#### Reading text:
- "We've all got A, B, C — we call it the 2020 options because whatever comes our way, we have to have flexibility," Macy's chief executive Jeff Gennette said of the holiday shopping season.
- Gennette told CNBC's Jim Cramer the company believes its department stores will be an advantage in offering customers that wide range of shopping options.
- "We're pulling the calendar to start addressing those great values in the beginning of November," he added on "Mad Money."
Macy's CEO Jeff Gennette told CNBC on Tuesday that the company is preparing for a wide range of scenarios during the critical holiday shopping season, citing the uncertain nature of the coronavirus pandemic.
But Macy's expects its physical department stores to offer a leg up over some of its competition, Gennette said in an interview with CNBC's Jim Cramer.
"We're all kind of looking at, 'hey, how's the traffic going to be between Thanksgiving and Christmas or Hanukkah?'" he said on "Mad Money." "We've all got A, B, C — we call it the 2020 options because whatever comes our way, we have to have flexibility."
Gennette, who has been Macy's CEO since March 2017, said he anticipates the holiday shopping season to start earlier than normal. He suggested the spirit of giving likely takes on a heightened role this year.
"More than ever, customers want to have a great gift that they either put under the tree or they give in a treasured box," he said. "And so to make we have that ready for customers no matter when they want to shop, we're pulling the calendar to start addressing those great values in the beginning of November."
And while the pandemic has brought forth an acceleration of online shopping trends, Gennette said he believes Macy's brick-and-mortar locations can be used to its benefit compared to e-commerce rivals, offering an added layer of flexibility.
"After Thanksgiving, being an omni-channel retailer, we're going to have a great advantage to be able to deliver it the day before Christmas by same-day delivery or them coming to a store through the safety of curbside, being able to pick up that great value," he said.
Gennette also touted the gains Macy's has made in its e-commerce presence. In its earnings report earlier this month, the company said digital sales were up 53% compared to the same quarter a year ago. It also said it landed 4 million new online customers.
"They're younger, they're more diverse, and we've learned lots from them," Gennette said of the first-time digital shoppers, adding the task at hand is now to convert them into consistent customers. "We're working through personalization. We've got loyalty programs that give them tender neutral options to come into our brand. ... We've added categories based on what they asked for."
"They want more delivery options. They want speed of delivery so we added DoorDash for basically same-day delivery in 500 of our stores, so we're really interested in making sure these become core Macy's and Bloomingdale's shoppers," he added.
Shares of Macy's closed down 0.6% Tuesday to $6.27 apiece. The stock, after trading at a 52-week high of $18.57 on Jan. 8, is down 63% year to date. It had rallied off its coronavirus-driven low of $4.38 on April 2 to more than $9 per share in early June.

#### Work task:
Reproduce, word for word, the portion of the Macy's article between "- Gennette told" and "CNBC's Jim Cramer.", inclusive.

#### Provided material:
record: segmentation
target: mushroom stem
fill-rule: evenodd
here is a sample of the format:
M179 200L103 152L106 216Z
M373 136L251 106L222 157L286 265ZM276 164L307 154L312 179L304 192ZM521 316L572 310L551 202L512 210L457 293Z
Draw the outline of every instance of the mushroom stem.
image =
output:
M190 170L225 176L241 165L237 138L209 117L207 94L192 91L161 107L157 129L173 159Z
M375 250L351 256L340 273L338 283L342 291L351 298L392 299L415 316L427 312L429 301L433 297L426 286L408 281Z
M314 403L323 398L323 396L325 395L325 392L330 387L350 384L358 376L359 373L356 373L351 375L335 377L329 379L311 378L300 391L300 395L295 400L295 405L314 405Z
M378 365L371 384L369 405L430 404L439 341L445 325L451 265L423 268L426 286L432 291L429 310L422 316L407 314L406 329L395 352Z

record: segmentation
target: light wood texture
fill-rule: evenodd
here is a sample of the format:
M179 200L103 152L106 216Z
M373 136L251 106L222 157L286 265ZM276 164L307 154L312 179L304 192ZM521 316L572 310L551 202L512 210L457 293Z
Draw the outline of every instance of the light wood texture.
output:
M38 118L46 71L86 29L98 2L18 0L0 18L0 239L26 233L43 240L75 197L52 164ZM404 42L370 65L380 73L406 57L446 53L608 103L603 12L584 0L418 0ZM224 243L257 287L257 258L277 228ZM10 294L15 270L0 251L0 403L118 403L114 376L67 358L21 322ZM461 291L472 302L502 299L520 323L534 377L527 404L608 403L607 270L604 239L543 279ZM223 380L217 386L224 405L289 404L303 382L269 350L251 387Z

#### Problem solution:
- Gennette told CNBC's Jim Cramer the company believes its department stores will be an advantage in offering customers that wide range of shopping options.
- "We're pulling the calendar to start addressing those great values in the beginning of November," he added on "Mad Money."
Macy's CEO Jeff Gennette told CNBC on Tuesday that the company is preparing for a wide range of scenarios during the critical holiday shopping season, citing the uncertain nature of the coronavirus pandemic.
But Macy's expects its physical department stores to offer a leg up over some of its competition, Gennette said in an interview with CNBC's Jim Cramer.